DATASET -
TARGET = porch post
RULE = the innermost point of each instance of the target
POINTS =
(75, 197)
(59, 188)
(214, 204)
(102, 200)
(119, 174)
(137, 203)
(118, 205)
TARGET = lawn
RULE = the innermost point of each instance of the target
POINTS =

WRITTEN INSTRUCTION - Reproduce each line of the items above with no changes.

EXPECTED ANSWER -
TARGET = porch post
RULE = the innermost point of each instance of the target
POINTS =
(75, 197)
(59, 188)
(214, 204)
(102, 200)
(119, 174)
(137, 203)
(118, 205)
TARGET = lawn
RULE = the innermost point of each instance of the target
POINTS =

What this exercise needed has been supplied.